*** Opening of Data for review ***

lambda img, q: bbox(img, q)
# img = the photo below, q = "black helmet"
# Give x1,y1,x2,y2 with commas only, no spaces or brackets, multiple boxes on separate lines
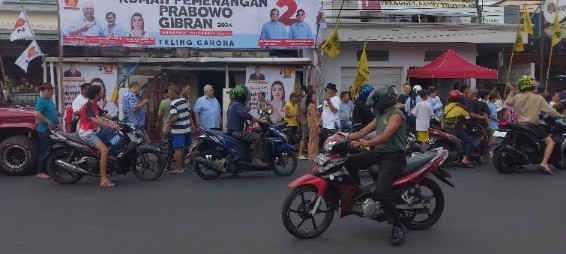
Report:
232,85,249,103
366,85,398,111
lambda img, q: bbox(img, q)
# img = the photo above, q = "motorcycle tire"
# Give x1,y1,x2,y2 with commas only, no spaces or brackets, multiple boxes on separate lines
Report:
272,151,297,177
400,178,444,230
552,160,566,170
492,146,515,174
131,150,165,181
194,149,222,180
282,185,336,239
47,149,83,184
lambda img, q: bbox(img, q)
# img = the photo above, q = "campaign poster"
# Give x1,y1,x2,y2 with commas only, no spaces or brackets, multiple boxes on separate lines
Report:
245,65,295,123
58,0,321,49
62,63,118,107
358,1,478,16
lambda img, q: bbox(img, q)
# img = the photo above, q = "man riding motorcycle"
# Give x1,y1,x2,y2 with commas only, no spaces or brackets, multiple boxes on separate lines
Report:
443,90,475,167
351,84,376,138
505,76,563,174
345,85,407,246
226,85,269,167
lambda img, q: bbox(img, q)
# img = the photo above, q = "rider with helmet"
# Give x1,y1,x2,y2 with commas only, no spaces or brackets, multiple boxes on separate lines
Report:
226,85,269,167
352,84,375,129
346,85,407,246
506,76,563,174
444,90,474,167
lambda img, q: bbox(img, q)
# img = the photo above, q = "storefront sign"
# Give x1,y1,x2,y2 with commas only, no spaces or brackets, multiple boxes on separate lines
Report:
57,0,320,49
358,0,478,16
245,65,295,123
62,63,118,107
543,0,566,23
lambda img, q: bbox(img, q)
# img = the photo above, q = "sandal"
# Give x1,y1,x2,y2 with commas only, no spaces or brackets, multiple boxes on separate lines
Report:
35,173,50,179
169,169,185,174
460,162,474,168
99,180,116,188
538,165,553,175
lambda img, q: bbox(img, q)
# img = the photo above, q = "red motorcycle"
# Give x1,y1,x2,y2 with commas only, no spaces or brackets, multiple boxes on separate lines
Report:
281,134,453,239
428,121,490,164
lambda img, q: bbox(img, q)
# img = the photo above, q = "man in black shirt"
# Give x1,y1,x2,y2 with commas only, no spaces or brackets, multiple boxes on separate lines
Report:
465,88,490,128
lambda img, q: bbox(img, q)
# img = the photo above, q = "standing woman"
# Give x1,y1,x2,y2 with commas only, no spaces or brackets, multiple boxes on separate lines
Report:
306,91,320,161
128,13,149,37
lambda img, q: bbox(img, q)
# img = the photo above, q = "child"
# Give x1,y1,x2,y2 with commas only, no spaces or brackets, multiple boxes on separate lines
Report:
412,89,434,143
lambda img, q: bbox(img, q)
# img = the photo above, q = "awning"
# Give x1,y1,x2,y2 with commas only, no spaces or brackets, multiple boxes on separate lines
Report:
406,49,498,79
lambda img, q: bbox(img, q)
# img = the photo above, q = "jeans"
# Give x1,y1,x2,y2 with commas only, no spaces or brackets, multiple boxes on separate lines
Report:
339,120,352,132
38,130,54,174
451,128,473,157
344,150,406,224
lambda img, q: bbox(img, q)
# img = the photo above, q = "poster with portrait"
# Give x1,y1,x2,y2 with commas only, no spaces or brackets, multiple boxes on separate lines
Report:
62,63,118,108
57,0,321,49
245,65,295,123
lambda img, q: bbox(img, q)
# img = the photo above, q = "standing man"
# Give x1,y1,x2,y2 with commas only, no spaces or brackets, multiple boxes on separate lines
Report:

*** Close of Data for review ***

What needs to be done. When the word "black" appears in a line of the listing, copy that line.

Output of the task.
# img = the photo below, q = "black helmet"
# img = the photo above, q = "man in black shirt"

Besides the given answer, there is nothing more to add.